Instructions to follow:
Transcribe, without alteration, the lines of the records below from the line containing "Locate the yellow-green" up to and including the line containing "x=607 y=289".
──────── Supplied material
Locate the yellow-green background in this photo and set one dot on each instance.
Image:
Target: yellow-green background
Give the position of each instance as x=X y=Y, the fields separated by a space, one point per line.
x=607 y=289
────────────────
──────── Supplied material
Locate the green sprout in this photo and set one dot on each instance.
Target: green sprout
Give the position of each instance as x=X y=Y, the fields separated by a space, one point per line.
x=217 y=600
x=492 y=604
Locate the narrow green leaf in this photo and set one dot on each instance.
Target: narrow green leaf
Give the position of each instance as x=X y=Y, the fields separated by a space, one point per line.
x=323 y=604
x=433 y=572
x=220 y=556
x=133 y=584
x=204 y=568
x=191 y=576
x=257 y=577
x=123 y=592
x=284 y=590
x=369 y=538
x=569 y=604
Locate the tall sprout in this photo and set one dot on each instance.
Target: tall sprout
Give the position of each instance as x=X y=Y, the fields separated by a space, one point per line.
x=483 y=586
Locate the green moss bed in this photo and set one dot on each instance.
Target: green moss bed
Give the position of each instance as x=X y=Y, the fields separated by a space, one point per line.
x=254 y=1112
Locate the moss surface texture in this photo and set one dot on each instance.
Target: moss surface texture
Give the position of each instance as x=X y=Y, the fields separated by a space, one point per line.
────────────────
The output:
Locate the yellow-green background in this photo and set one dot on each instance.
Image:
Target: yellow-green background
Give the position of each instance as x=X y=Y, the fields separated by a space, one point per line.
x=607 y=289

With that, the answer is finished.